DOCUMENT EXCERPT>
⁂
Being a part of QAnon involves doing a lot of independent research. You can imagine the onboarding experience in terms of being exposed to some new phrases, Googling those phrases (which are specifically coded enough to lead to certain websites, and certain information). Finding something out, doing that independent research will give you a dopamine hit. You’ve discovered something, all by yourself. You’ve achieved something. You get to tell your friends about what you’ve discovered because now you know a secret that other people don’t. You’ve done something smart.
We saw this in the games we designed. Players love to be the first person to do something. They love even more to tell everyone else about it. It’s like Crossfit.
Dan’s brother Adrian also wrote about this connection: What ARGs Can Teach Us About QAnon:
There is a vast amount of information online, and sometimes it is possible to solve “mysteries”, which makes it hard to criticise people for trying, especially when it comes to stopping perceived injustices. But it’s the sheer volume of information online that makes it so easy and so tempting and so fun to draw spurious connections.
This is something that Molly Sauter has been studying for years now, like in her essay The Apophenic Machine:
Humans are storytellers, pattern-spotters, metaphor-makers. When these instincts run away with us, when we impose patterns or relationships on otherwise unrelated things, we call it apophenia. When we create these connections online, we call it the internet, the web circling back to itself again and again. The internet is an apophenic machine.
⁂
INFORMATION SUPPLIED>
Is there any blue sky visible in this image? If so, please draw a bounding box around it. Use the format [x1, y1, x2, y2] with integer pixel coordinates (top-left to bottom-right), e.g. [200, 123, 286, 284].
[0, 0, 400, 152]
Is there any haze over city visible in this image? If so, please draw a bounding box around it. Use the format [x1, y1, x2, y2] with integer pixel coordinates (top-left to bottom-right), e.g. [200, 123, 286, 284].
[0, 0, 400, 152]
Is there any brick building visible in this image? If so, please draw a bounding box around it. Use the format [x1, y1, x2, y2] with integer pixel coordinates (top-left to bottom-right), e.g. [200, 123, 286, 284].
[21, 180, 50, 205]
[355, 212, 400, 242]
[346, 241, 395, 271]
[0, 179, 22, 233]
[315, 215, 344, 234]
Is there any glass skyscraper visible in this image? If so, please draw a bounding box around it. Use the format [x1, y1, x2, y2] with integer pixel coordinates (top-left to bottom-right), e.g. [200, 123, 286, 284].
⁂
QUESTIONS TO ANSWER>
A. Print, word for word, the part of the QAnon excerpt from "We saw this" to "It’s like Crossfit.".
B. Write the next part of the excerpt on QAnon and apophenia, continuing from its final sentence.

EXERCISE RESULTS>
A.
We saw this in the games we designed. Players love to be the first person to do something. They love even more to tell everyone else about it. It’s like Crossfit.

B.
I remember interviewing Lauren Beukes back in 2012 about her forthcoming book about a time-travelling serial killer:
Me: And you’ve written a time-travel book that’s set entirely in the past.
Lauren: Yes. The book ends in 1993 and that’s because I did not want to have to deal with Kirby the heroine getting some access to CCTV cameras and uploading the footage to 4chan and having them solve the mystery in four minutes flat.
By the way, I noticed something interesting about the methodology behind conspiracy theories—particularly the open-ended never-ending miasma of something like QAnon. It’s no surprise that the methodology is basically an inversion of the scientific method. It’s the Texas sharpshooter fallacy writ large. Well, you know the way that I’m always going on about design principles and they way that good design principles should be reversible? Conspiracy theories take universal principles and invert them. Take Occam’s razor:
Do not multiply entities without necessity.
That’s what they want you to think! Wake up, sheeple! The success of something like QAnon—or a well-designed ARG—depends on a mindset that rigorously inverts Occam’s razor:
Multiply entities without necessity!
That’s always been the logic of conspiracy theories from faked moon landings to crop circles. I remember well when the circlemakers came clean and showed exactly how they had been making their beautiful art. Conspiracy theorists—just like cultists—don’t pack up and go home in the face of evidence. They double down. There was something almost pitiable about the way the crop circle UFO crowd were bending over backwards to reject proof and instead apply the inversion of Occam’s razor to come up with even more outlandish explanations to encompass the circlemakers’ confession.
I think the best way to fight QAnon, at its roots, is with a robust social safety net program. This not-a-game is being played out of fear, out of a lack of safety, and it’s meeting peoples’ needs in a collectively, societally destructive way.
I want to add one more red thread to this crazy wall. There’s a book about conspiracy theories that has become more and more relevant over time. It’s also wonderfully entertaining. Here’s my recommendation from that Reboot presentation in 2006:
For a real hot-tub of conspiracy theory pleasure, nothing beats Foucault’s Pendulum by Umberto Eco.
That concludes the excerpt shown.